[start Source material]
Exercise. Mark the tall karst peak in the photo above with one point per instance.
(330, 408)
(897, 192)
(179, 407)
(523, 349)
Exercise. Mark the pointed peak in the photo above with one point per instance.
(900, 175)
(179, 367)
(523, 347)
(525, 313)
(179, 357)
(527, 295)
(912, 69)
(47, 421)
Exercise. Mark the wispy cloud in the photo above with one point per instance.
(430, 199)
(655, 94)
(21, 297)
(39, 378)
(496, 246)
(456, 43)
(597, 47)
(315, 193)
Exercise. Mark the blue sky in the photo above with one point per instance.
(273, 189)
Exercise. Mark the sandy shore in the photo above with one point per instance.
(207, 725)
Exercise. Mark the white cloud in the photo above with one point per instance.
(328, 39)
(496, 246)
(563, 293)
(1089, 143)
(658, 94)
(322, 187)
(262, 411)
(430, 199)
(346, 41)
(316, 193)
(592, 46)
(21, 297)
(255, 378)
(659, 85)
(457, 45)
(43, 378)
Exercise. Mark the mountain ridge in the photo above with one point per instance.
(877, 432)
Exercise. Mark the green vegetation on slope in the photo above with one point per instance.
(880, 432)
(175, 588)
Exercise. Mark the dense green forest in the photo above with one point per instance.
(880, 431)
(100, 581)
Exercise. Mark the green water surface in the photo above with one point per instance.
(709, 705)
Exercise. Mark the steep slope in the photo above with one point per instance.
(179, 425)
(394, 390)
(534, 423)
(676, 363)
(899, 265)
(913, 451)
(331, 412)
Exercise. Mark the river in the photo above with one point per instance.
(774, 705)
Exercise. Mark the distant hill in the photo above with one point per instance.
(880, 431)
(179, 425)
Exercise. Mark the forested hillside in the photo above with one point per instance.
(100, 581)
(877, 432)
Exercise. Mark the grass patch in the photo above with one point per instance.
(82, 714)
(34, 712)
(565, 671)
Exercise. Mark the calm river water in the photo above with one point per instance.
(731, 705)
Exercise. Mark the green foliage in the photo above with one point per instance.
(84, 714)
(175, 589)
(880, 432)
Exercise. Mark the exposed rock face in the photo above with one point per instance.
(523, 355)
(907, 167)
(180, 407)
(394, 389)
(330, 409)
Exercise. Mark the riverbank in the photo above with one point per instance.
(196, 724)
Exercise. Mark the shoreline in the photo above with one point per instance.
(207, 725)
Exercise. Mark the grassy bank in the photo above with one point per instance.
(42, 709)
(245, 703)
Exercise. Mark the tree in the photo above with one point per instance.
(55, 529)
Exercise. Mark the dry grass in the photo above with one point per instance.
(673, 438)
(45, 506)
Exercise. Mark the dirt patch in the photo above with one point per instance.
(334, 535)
[end Source material]
What you should do: Transcribe all of the lines above word for word, keeping them in their original order.

Written solution:
Exercise. Mark the tall karst peak in the photo above with one point per instance.
(330, 408)
(897, 192)
(179, 407)
(523, 349)
Exercise. Mark the pointed peak in the photo above with one point per instance.
(900, 175)
(179, 367)
(523, 347)
(525, 313)
(179, 357)
(527, 295)
(912, 69)
(47, 421)
Exercise. Mark the wispy cloud in the photo above with one point per instance.
(430, 199)
(655, 94)
(21, 297)
(39, 378)
(496, 246)
(456, 43)
(597, 47)
(315, 193)
Exercise. Mark the blue sky in the photo above with one point per instance.
(273, 189)
Exercise. Mark the sandy shore in the photo above with one point per instance.
(207, 725)
Exercise. Mark the white cloud in the photo above with one point per instance.
(328, 39)
(496, 246)
(563, 293)
(1089, 143)
(658, 94)
(322, 187)
(262, 411)
(430, 199)
(346, 41)
(316, 193)
(592, 46)
(21, 297)
(255, 378)
(659, 85)
(457, 45)
(43, 378)
Exercise. Mark the mountain ridge in the photo above with one point per instance.
(877, 432)
Exercise. Mark the green vegetation on slope in the photo above with one point per instance.
(880, 432)
(175, 588)
Exercise. Mark the dense green forest in the photo above with one point per instance.
(880, 431)
(100, 581)
Exercise. Mark the green water surface in the photo above with one point per instance.
(709, 705)
Exercise. Mark the steep slope in the photo above with one point per instance.
(179, 425)
(394, 390)
(534, 423)
(676, 363)
(899, 265)
(913, 451)
(331, 412)
Exercise. Mark the river in the photo above with one point per instance.
(774, 705)
Exercise. Mark the distant hill in the photo above with one point per instance.
(880, 431)
(179, 425)
Exercise. Mark the forested hillside in the photo above with one point per instance.
(100, 581)
(877, 432)
Exercise. Mark the grass patch in the photo above with one point per instance.
(82, 714)
(34, 712)
(565, 671)
Exercise. Mark the calm river water in the photo above with one point per instance.
(731, 705)
Exercise. Mark the green foliage in the photo above with one point per instance.
(84, 714)
(175, 589)
(880, 432)
Exercise. Mark the exposed rock face in the photo above with one point per instance.
(523, 355)
(907, 167)
(180, 407)
(394, 389)
(330, 409)
Exercise. Mark the riverbank in the photo above with one point per instance.
(196, 724)
Exercise. Mark the shoreline in the photo above with one point per instance.
(207, 725)
Exercise. Mark the grassy bank in the photo above with one point per instance.
(42, 709)
(245, 703)
Exercise. Mark the tree in the photo above with one point per instance.
(55, 529)
Exercise. Mark the dry grass in the photo above with one point per instance.
(673, 438)
(45, 506)
Exercise. Mark the dirt patch in the photo above with one point per instance.
(334, 535)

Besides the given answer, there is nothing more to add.